**Testo di lettura**
Allo stesso tempo questo messaggio lo invio a tutti, perché tutti siete importanti, e perché insieme, vicini e lontani, manifestate il desiderio di ognuno di noi di crescere e rinnovarsi. Ci ricordate che siamo tutti figli e fratelli, e che nessuno può esistere senza qualcuno che lo metta al mondo, né crescere senza avere altri a cui donare amore e da cui ricevere amore”.

Con questa lettera papa Francesco ha invitato bambini e bambine a Roma sabato 25 e domenica 26
maggio per l’incontro internazionale organizzato dal Dicastero per la cultura e l’educazione, in cui
sono attesi più di 100.000 bambini e ragazzi da più di 100 Paesi, come ha detto p. Enzo Fortunato,
coordinatore della prima Giornata mondiale dei bambini (Gmb):

“Ad oggi abbiamo già 57.555 iscritti. E’ un dato sorprendente, che crescerà. Vorrei ringraziare il Papa per il Messaggio che ci ha donato per la Giornata, che porta dentro il segreto della felicità: l’incontro con Gesù. Sarà un messaggio per il mondo”.

Mentre Stella Cervogni, responsabile delle delegazioni estere della Gmb, ha spiegato che saranno
invitati anche i bambini di altre religioni: “Ci saranno bimbi musulmani e buddisti, presenze che
saranno testimonianza visibile del mondo di pace che vorremmo”.


Nel messaggio papa Francesco ha sottolineato che i bambini e le bambine sono la ‘gioia’ anche
della Chiesa: “Così tutti voi, bambine e bambini, gioia dei vostri genitori e delle vostre famiglie,
siete anche gioia dell’umanità e della Chiesa, in cui ciascuno è come un anello di una lunghissima
catena, che va dal passato al futuro e che copre tutta la terra”.

E’ stato anche un invito ad ascoltare i propri familiari ed a non dimenticare chi ‘soffre’: “Per questo
vi raccomando di ascoltare sempre con attenzione i racconti dei grandi: delle vostre mamme, dei
papà, dei nonni e dei bisnonni!


E nello stesso tempo di non dimenticare chi di voi, ancora così piccolo, già si trova a lottare contro
malattie e difficoltà, all’ospedale o a casa, chi è vittima della guerra e della violenza, chi soffre la
fame e la sete, chi vive in strada, chi è costretto a fare il soldato o a fuggire come profugo, separato
dai suoi genitori, chi non può andare a scuola, chi è vittima di bande criminali, della droga o di altre
forme di schiavitù, degli abusi.

**Estratto dei dati**

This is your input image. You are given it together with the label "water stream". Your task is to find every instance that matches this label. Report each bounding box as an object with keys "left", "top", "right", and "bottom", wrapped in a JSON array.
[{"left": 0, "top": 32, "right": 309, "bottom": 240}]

**Compito**
Riscrivi come elenco puntato il paragrafo del testo di lettura che comincia con «Con questa lettera papa Francesco», conservandone i fatti principali.

**Soluzione**
- Con la lettera, papa Francesco ha invitato bambini e bambine a Roma sabato 25 e domenica 26 maggio.
- L'incontro internazionale è organizzato dal Dicastero per la cultura e l'educazione.
- Sono attesi più di 100.000 bambini e ragazzi da più di 100 Paesi.
- Il dato è stato fornito da p. Enzo Fortunato, coordinatore della prima Giornata mondiale dei bambini (Gmb).